§ **Instructions for the task**
Reproduce the listing below, swapping each "one detection per line" for "one result per line" and changing nothing else. Leave the pictures out.

☆ ☆ ☆ ☆ ☆

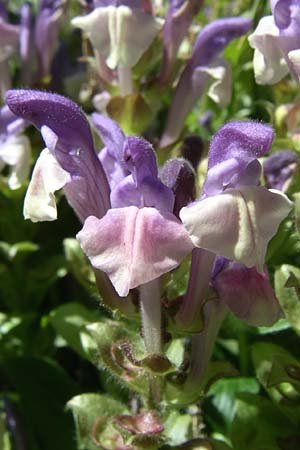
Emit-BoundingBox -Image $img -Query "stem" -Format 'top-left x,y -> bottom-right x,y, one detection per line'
94,50 -> 114,84
94,269 -> 136,317
176,249 -> 215,332
140,278 -> 162,353
140,278 -> 162,406
186,300 -> 227,387
117,66 -> 133,97
0,61 -> 11,101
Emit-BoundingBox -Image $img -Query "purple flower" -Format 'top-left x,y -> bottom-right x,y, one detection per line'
6,89 -> 110,221
211,257 -> 282,326
180,122 -> 291,271
160,0 -> 203,82
179,122 -> 292,325
159,158 -> 196,218
249,0 -> 300,84
7,90 -> 193,296
263,150 -> 297,192
77,121 -> 193,296
161,18 -> 252,146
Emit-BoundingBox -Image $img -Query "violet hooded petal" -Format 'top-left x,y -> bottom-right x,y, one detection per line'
263,150 -> 297,192
212,261 -> 282,326
202,122 -> 274,198
91,113 -> 125,161
111,137 -> 174,212
35,0 -> 67,77
161,17 -> 252,146
159,158 -> 196,218
77,206 -> 193,297
6,89 -> 110,221
160,0 -> 203,82
92,113 -> 130,190
249,0 -> 300,84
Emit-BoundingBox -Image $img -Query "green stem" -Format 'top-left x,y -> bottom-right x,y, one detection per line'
186,300 -> 227,388
176,249 -> 215,332
140,278 -> 162,353
140,278 -> 163,407
117,66 -> 133,97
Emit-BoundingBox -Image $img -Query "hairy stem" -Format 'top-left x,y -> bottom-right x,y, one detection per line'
118,66 -> 133,97
140,278 -> 162,353
176,249 -> 215,331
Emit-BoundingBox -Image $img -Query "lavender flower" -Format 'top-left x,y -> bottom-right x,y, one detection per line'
211,257 -> 282,326
7,89 -> 110,221
249,0 -> 300,84
178,122 -> 292,326
72,1 -> 162,95
160,0 -> 203,82
7,90 -> 193,296
161,18 -> 252,147
180,122 -> 292,271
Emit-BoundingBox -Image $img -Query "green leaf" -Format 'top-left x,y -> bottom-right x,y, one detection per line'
63,238 -> 97,293
275,264 -> 300,334
252,342 -> 300,390
164,411 -> 192,445
49,302 -> 99,359
231,394 -> 300,450
3,357 -> 77,450
208,377 -> 260,433
67,394 -> 129,450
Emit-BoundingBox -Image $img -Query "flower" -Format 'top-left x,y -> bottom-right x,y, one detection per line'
263,150 -> 297,192
7,90 -> 193,296
72,1 -> 162,95
161,17 -> 252,147
180,122 -> 292,271
160,0 -> 203,82
177,122 -> 292,330
249,0 -> 300,84
0,106 -> 31,189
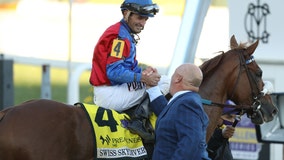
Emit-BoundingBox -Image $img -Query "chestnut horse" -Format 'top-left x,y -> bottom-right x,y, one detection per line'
199,36 -> 278,141
0,36 -> 278,160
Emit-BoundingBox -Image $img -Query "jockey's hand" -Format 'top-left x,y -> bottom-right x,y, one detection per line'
142,66 -> 158,76
222,126 -> 235,139
141,71 -> 161,86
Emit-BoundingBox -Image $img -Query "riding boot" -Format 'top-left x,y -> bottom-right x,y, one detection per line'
127,96 -> 155,143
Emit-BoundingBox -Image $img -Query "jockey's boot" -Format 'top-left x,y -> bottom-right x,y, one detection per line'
127,96 -> 155,142
128,119 -> 155,143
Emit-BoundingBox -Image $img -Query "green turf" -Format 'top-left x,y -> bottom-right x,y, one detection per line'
14,64 -> 93,104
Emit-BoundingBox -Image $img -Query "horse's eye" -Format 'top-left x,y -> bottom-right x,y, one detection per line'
256,69 -> 262,78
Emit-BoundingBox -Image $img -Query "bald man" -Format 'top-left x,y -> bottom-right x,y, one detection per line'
147,63 -> 209,160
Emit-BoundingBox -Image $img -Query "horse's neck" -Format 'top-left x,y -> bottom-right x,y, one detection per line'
199,73 -> 231,141
199,77 -> 228,103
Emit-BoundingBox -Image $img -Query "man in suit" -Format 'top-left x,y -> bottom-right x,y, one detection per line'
147,63 -> 209,160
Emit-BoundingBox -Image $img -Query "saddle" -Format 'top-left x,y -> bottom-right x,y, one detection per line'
124,96 -> 155,143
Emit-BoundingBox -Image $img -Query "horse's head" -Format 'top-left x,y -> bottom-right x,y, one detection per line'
225,36 -> 278,124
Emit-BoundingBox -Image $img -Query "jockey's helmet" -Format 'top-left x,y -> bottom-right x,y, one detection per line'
120,0 -> 159,17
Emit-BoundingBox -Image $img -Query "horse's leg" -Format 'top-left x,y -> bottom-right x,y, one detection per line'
0,100 -> 94,160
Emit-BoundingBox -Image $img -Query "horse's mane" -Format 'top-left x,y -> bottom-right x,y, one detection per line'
200,43 -> 248,77
199,52 -> 225,78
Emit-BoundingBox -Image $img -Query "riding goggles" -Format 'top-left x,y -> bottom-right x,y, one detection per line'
120,3 -> 159,17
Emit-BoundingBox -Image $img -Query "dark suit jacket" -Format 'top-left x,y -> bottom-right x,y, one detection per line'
150,92 -> 209,160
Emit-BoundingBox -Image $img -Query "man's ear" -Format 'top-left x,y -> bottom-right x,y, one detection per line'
175,74 -> 183,83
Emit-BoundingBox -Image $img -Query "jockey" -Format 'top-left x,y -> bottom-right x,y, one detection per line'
90,0 -> 169,140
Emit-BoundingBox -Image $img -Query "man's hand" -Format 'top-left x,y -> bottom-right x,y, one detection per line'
222,126 -> 235,139
141,67 -> 161,86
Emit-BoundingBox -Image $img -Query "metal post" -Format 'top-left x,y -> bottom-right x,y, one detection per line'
0,54 -> 14,110
41,64 -> 51,99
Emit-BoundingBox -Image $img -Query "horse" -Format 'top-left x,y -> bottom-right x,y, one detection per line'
199,35 -> 278,141
0,36 -> 278,160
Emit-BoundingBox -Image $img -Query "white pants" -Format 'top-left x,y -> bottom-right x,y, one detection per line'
94,75 -> 170,112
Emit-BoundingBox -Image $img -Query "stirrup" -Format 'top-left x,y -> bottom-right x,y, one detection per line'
127,119 -> 155,143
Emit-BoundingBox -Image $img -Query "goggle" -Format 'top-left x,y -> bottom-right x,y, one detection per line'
121,3 -> 160,16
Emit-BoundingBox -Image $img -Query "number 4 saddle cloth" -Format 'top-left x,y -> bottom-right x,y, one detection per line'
75,103 -> 156,160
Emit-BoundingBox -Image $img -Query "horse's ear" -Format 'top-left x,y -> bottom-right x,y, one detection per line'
246,40 -> 259,55
230,35 -> 239,49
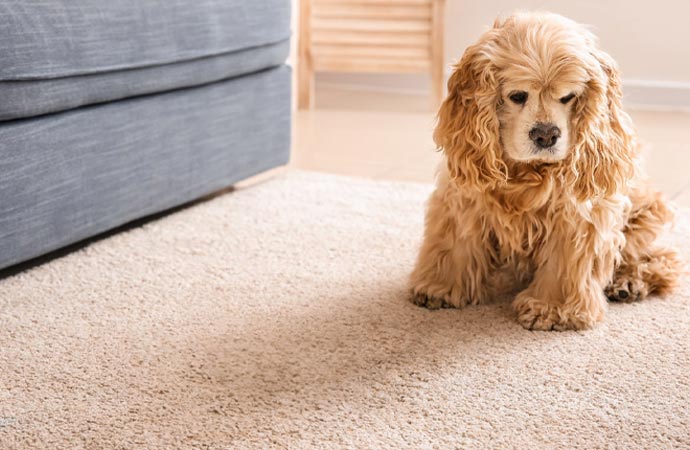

☆ ☆ ☆ ☆ ☆

§ **Final result**
Emit-BoundingBox -Image $img -Query "stem" -Format 'top-left x,y -> bottom-right x,y, one result per line'
94,50 -> 114,84
94,269 -> 136,317
176,249 -> 215,332
140,278 -> 162,353
140,278 -> 162,406
186,300 -> 227,387
117,66 -> 133,97
0,61 -> 11,101
Emit-BoundingBox -Image $img -Query "purple flower" -Format 'top-left x,y -> bottom-right x,y, one result per line'
6,89 -> 110,221
211,257 -> 282,326
180,122 -> 291,271
160,0 -> 203,82
179,122 -> 292,325
159,158 -> 196,218
249,0 -> 300,84
7,90 -> 193,296
263,150 -> 297,192
77,121 -> 193,296
161,18 -> 252,146
Emit-BoundingBox -Image $img -Query "violet hooded petal" -Format 'top-left x,y -> bottom-right x,y, one result per line'
263,150 -> 297,192
212,261 -> 282,326
202,122 -> 274,198
91,113 -> 125,161
111,137 -> 174,212
35,0 -> 67,77
161,17 -> 252,146
159,158 -> 196,218
77,206 -> 193,297
6,89 -> 110,221
160,0 -> 203,82
92,113 -> 130,190
249,0 -> 300,84
Emit-BoundingBox -Image $img -Query "green stem" -Format 'top-left x,y -> bottom-right x,y, one result per line'
186,300 -> 227,388
176,249 -> 215,332
140,278 -> 162,353
140,278 -> 163,407
117,66 -> 133,97
Emit-BoundingBox -Image $img -Query "hairy stem" -Format 'top-left x,y -> bottom-right x,y, one result per line'
118,66 -> 133,97
140,278 -> 162,353
176,249 -> 215,331
Emit-BoundingBox -Image $img -Query "lavender flower" -Format 'top-left x,y -> bottom-right x,y, one result per line'
211,257 -> 282,326
7,89 -> 110,221
249,0 -> 300,84
178,122 -> 292,326
72,1 -> 162,95
160,0 -> 203,82
7,90 -> 193,296
161,18 -> 252,147
180,122 -> 292,271
Emit-BoundingBox -Image $img -Query "green leaf" -Format 'top-left x,y -> bottom-right x,y, one result per line'
63,238 -> 97,293
275,264 -> 300,334
252,342 -> 300,390
164,411 -> 192,445
49,302 -> 99,359
231,394 -> 300,450
3,357 -> 77,450
208,377 -> 260,433
67,394 -> 129,450
Emit-BoundingBox -Image $img -Query "flower" -Format 'top-left x,y -> bottom-right x,y, one result per line'
263,150 -> 297,192
7,90 -> 193,296
72,1 -> 162,95
161,17 -> 252,147
180,122 -> 292,271
160,0 -> 203,82
177,122 -> 292,330
249,0 -> 300,84
0,106 -> 31,189
Emit-BoundingBox -Image $img -Query "chestnut horse" -Format 'top-left x,y -> bottom-right x,y, one result per line'
199,36 -> 278,141
0,36 -> 278,160
Emit-BoundingBox -Image $img -Query "jockey's hand" -Format 'top-left x,y -> bottom-right x,y, one result per line'
142,66 -> 158,76
222,126 -> 235,139
141,71 -> 161,86
Emit-BoundingBox -Image $img -Query "riding boot" -Format 'top-left x,y -> bottom-right x,y, one result per line'
127,96 -> 155,143
Emit-BoundingBox -Image $img -Query "jockey's boot" -Format 'top-left x,y -> bottom-right x,y, one result per line'
127,96 -> 155,142
128,119 -> 155,143
Emit-BoundingBox -Image $img -Query "green turf" -Format 'top-left x,y -> bottom-right x,y, one result per line'
14,64 -> 93,104
Emit-BoundingBox -Image $img -Query "horse's eye" -Format 'top-left x,y -> bottom-right x,y, one result per line'
256,69 -> 262,78
Emit-BoundingBox -Image $img -Query "bald man" -Format 'top-left x,y -> bottom-right x,y, one result per line'
147,63 -> 209,160
Emit-BoundingBox -Image $img -Query "horse's neck" -Format 'top-left x,y -> bottom-right x,y, one result per line'
199,73 -> 231,141
199,77 -> 228,103
Emit-BoundingBox -Image $img -Query "man in suit" -Format 'top-left x,y -> bottom-right x,y, one result per line'
147,63 -> 209,160
Emit-BoundingBox -Image $img -Query "saddle" -Format 'top-left x,y -> bottom-right x,y, one result per line'
124,96 -> 155,143
Emit-BoundingBox -Image $img -Query "horse's head" -Format 'top-left x,y -> bottom-right x,y, one result per line'
225,36 -> 278,124
Emit-BoundingBox -Image $img -Query "jockey's helmet" -Format 'top-left x,y -> bottom-right x,y, one result per line'
120,0 -> 159,17
Emit-BoundingBox -Image $img -Query "horse's leg" -Format 'top-left x,y -> bottom-right x,y, one result per line'
0,100 -> 94,160
Emit-BoundingBox -Image $img -Query "horse's mane" -Format 'top-left x,y -> bottom-right x,y, one result per line'
200,43 -> 248,77
199,52 -> 225,78
Emit-BoundingBox -Image $img -Query "riding goggles" -Format 'top-left x,y -> bottom-right x,y, one result per line'
120,3 -> 159,17
Emit-BoundingBox -Image $img -Query "dark suit jacket" -Format 'top-left x,y -> bottom-right x,y, one result per line'
150,92 -> 209,160
Emit-BoundingBox -Image $img -Query "man's ear" -Format 'top-left x,y -> bottom-right x,y, one result per line'
175,74 -> 183,83
Emit-BoundingBox -Image $img -Query "jockey" -Format 'top-left x,y -> bottom-right x,y, one result per line'
90,0 -> 169,140
Emit-BoundingBox -Image $img -Query "man's hand" -Format 'top-left x,y -> bottom-right x,y, one result per line'
222,126 -> 235,139
141,67 -> 161,86
Emit-BoundingBox -Image $img -Query "metal post" -Format 'top-left x,y -> bottom-right x,y, one result per line'
0,54 -> 14,110
41,64 -> 51,99
Emit-BoundingBox -Image $img -Query "horse" -Format 'top-left x,y -> bottom-right x,y, one result per line'
199,35 -> 278,141
0,36 -> 278,160
Emit-BoundingBox -Image $img -Query "white pants" -Format 'top-left x,y -> bottom-right x,y, one result per line'
94,75 -> 170,112
Emit-BoundingBox -Image $img -Query "stirrup" -Format 'top-left x,y -> bottom-right x,y, one result per line'
127,119 -> 155,143
Emit-BoundingBox -Image $img -Query "goggle" -Format 'top-left x,y -> bottom-right x,y, one result per line'
121,3 -> 160,16
Emit-BoundingBox -Image $img -Query "number 4 saddle cloth" -Format 'top-left x,y -> bottom-right x,y, one result per line'
75,103 -> 156,160
Emit-BoundingBox -Image $img -Query "horse's ear" -Format 'top-left x,y -> bottom-right x,y, one result per line'
246,40 -> 259,55
230,35 -> 239,49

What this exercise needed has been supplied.